Collected data
▬▬▬▬▬▬

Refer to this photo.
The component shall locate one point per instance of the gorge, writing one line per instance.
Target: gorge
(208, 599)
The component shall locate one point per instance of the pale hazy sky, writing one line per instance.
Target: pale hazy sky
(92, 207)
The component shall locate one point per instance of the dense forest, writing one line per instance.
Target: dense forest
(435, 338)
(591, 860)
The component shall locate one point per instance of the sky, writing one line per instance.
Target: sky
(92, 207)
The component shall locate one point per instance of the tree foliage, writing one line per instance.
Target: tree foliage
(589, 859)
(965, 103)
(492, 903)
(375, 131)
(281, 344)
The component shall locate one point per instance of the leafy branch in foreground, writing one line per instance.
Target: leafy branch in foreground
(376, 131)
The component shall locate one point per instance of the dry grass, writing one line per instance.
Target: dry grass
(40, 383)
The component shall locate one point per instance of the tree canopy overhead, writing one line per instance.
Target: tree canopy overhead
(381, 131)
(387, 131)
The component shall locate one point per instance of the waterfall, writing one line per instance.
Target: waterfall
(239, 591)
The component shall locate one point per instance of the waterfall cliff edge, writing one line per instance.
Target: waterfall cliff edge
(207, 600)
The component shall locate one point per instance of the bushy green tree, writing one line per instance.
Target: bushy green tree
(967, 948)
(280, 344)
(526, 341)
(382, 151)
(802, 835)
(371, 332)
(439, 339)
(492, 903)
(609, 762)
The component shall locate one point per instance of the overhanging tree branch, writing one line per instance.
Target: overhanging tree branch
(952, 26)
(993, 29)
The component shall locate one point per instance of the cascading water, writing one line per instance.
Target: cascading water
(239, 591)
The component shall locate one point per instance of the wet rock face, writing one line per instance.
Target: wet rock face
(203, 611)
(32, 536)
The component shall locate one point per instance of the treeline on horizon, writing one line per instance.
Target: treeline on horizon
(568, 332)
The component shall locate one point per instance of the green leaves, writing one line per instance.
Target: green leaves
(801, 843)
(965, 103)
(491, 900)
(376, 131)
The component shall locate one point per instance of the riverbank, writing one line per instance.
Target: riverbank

▬▬▬▬▬▬

*Task goal*. Every entry should be reproduced exactly, with no part omitted.

*Solution to this exercise*.
Refer to this photo.
The component shall locate one point per instance of the gorge, writing one line per instance.
Target: gorge
(208, 599)
The component shall locate one point per instance of the pale hazy sky, writing one line per instance.
Target: pale hazy sky
(92, 207)
The component shall locate one point per instance of the dense forest, writing one line per instance.
Target: dense forest
(435, 338)
(591, 860)
The component shall locate one point per instance of the sky, writing one line per instance.
Target: sky
(92, 207)
The component shall locate one point per instance of the tree foliage, writing one line per instance.
Target: tree foliage
(589, 859)
(965, 103)
(492, 903)
(375, 131)
(281, 344)
The component shall locate one point per instance of the leafy branch in foreground, writing one line per instance.
Target: leafy branch in foreground
(376, 131)
The component shall locate one point per instance of the dry grass, writing one line per instance.
Target: dry grass
(40, 383)
The component shall locate one point per instance of the tree canopy overhead, writing one line per instance.
Target: tree canopy overhead
(381, 131)
(387, 131)
The component shall locate one point per instance of the waterfall, writing one line per instance.
Target: waterfall
(239, 591)
The component shall locate one point per instance of the waterfall cliff edge, writing one line per instance.
Target: waterfall cliff edge
(207, 600)
The component shall locate one point per instance of the bushy green tree, writing one line per instance.
Target: bushy green tree
(967, 948)
(280, 344)
(526, 341)
(382, 151)
(802, 835)
(371, 332)
(439, 339)
(492, 903)
(609, 762)
The component shall locate one point per instance of the overhanging tree branch, writing one line per instance.
Target: overhanging tree branch
(952, 26)
(993, 29)
The component shall locate one point per instance of the cascading water, writing one line per instance.
Target: cascading water
(239, 591)
The component shall locate one point per instance of the wet rock face, writing one line per instance.
Target: wet rock face
(203, 611)
(32, 536)
The component shall locate one point per instance of the treeline on horizon, writing one line per instance.
Target: treeline on horizon
(568, 332)
The component shall locate one point per instance of the green leaves, writing one line per instance.
Target: green leaves
(801, 843)
(965, 103)
(491, 900)
(376, 131)
The component shall locate one point per instance of the riverbank, writing one line per instance.
Target: riverbank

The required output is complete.